Repeat every one of the records below word for word, leaving out the pictures.

Raw data start

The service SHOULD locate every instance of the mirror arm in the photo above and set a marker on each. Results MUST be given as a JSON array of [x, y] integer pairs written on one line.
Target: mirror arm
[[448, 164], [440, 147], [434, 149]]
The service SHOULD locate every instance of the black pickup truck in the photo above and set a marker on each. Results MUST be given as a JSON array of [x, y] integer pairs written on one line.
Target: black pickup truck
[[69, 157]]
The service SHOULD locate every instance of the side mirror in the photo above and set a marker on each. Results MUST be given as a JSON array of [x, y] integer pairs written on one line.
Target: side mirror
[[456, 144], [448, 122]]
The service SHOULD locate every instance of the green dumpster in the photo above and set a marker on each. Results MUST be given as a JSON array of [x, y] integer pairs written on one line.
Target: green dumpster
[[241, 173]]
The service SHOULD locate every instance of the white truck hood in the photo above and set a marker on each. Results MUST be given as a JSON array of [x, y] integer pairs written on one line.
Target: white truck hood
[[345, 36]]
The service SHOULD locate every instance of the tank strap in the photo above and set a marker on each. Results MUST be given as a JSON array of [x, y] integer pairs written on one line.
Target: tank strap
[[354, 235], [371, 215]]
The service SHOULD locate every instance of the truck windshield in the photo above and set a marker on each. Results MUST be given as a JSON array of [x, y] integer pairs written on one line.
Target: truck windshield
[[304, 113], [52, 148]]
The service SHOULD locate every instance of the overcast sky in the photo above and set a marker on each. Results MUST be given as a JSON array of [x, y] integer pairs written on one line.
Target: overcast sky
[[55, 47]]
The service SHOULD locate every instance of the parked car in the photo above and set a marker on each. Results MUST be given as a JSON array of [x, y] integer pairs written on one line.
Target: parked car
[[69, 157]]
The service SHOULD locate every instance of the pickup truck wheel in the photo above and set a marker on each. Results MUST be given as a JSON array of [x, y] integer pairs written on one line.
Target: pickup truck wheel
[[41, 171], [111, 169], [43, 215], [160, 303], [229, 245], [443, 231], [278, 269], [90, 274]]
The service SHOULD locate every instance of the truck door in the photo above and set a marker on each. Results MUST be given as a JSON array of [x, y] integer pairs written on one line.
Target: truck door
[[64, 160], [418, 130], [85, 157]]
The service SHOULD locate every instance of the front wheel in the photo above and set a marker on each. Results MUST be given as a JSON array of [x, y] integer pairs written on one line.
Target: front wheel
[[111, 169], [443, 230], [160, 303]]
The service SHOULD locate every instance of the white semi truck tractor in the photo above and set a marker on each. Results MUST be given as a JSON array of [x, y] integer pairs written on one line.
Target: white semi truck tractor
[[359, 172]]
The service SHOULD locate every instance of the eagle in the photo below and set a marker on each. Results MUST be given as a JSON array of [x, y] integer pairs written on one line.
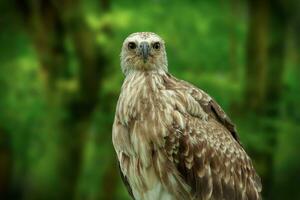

Raw data end

• **Completed task**:
The service SHOULD locate every instance of the mirror arm in the photo above and set a marker on each. Results MUST be given as a JSON array of [x, y] integer pairs written on one line.
Target: mirror arm
[[448, 164], [440, 147], [434, 149]]
The service SHOULD locate every instance of the black pickup truck in the photo above and set a marker on each. Results MUST be given as a JSON array of [x, y] integer pairs written on one line.
Target: black pickup truck
[[69, 157]]
The service SHOULD locate every instance of the side mirror in the photo above and set a marker on each. Results MUST be given as a JSON array of [x, y] integer pairs written on one line.
Target: side mirror
[[456, 144], [448, 122]]
The service SHOULD locate every instance of the green dumpster in the photo above and set a marker on each. Results MUST be given as a JSON array of [x, y] integer pairs written on one line.
Target: green dumpster
[[241, 173]]
The service SHOULD locate every instance of the white truck hood in the photo above and set a marker on each. Results MUST be given as a JSON array of [x, y] integer pairs written on one line.
Target: white truck hood
[[345, 36]]
The service SHOULD locate every instance of the tank strap in the photo above and set a marker on each. Results MUST be given as a JSON array of [x, y] integer pairs written on one line.
Target: tank strap
[[354, 235], [371, 215]]
The service SHOULD locate every instance of the truck windshield in the photo above and set a marker on each. Results MUST be given as a JSON array of [x, y] integer pairs written on one line.
Target: truck windshield
[[304, 113], [52, 148]]
The service SHOULD locate every instance of the overcast sky in the photo above and set a marker on each. Results MUST be given as a JSON array of [x, y] integer pairs written on one line.
Target: overcast sky
[[55, 47]]
The service SHOULD locate every instance of the parked car in the photo above and set a marker on each. Results MUST be given as a JSON array of [x, y] integer pairs written on one line.
Target: parked car
[[69, 157]]
The service SHOULD locate every instance of the pickup truck wheel in the photo above and set a marker on each. Results MUST be given as a JSON array of [x, y] integer pairs written on one line.
Target: pickup truck wheel
[[41, 171], [111, 169], [43, 215], [160, 303], [229, 245], [443, 231], [278, 269], [90, 274]]
The service SHOULD locate every instance of the truck door in the photo above and set a marker on each. Results MUST be given as a JSON array of [x, y] integer pairs written on one line.
Target: truck door
[[64, 160], [418, 130], [85, 157]]
The service SHOULD locate every instance of the front wheel in the photo above and set a marker on each. Results MUST be given as a JSON array of [x, y] integer pairs written on one line.
Target: front wheel
[[111, 169], [443, 230], [160, 303]]
The service SHOULD locate every instance of the white semi truck tractor in the photo above and set a marker on each. Results MUST be given as a JSON array of [x, y] integer pairs written on one line.
Target: white semi truck tractor
[[359, 172]]
The service SHOULD locate every instance of the eagle in the photo below and set a marker on each. Results MUST be given as a JSON array of [x, y] integer pairs written on one line.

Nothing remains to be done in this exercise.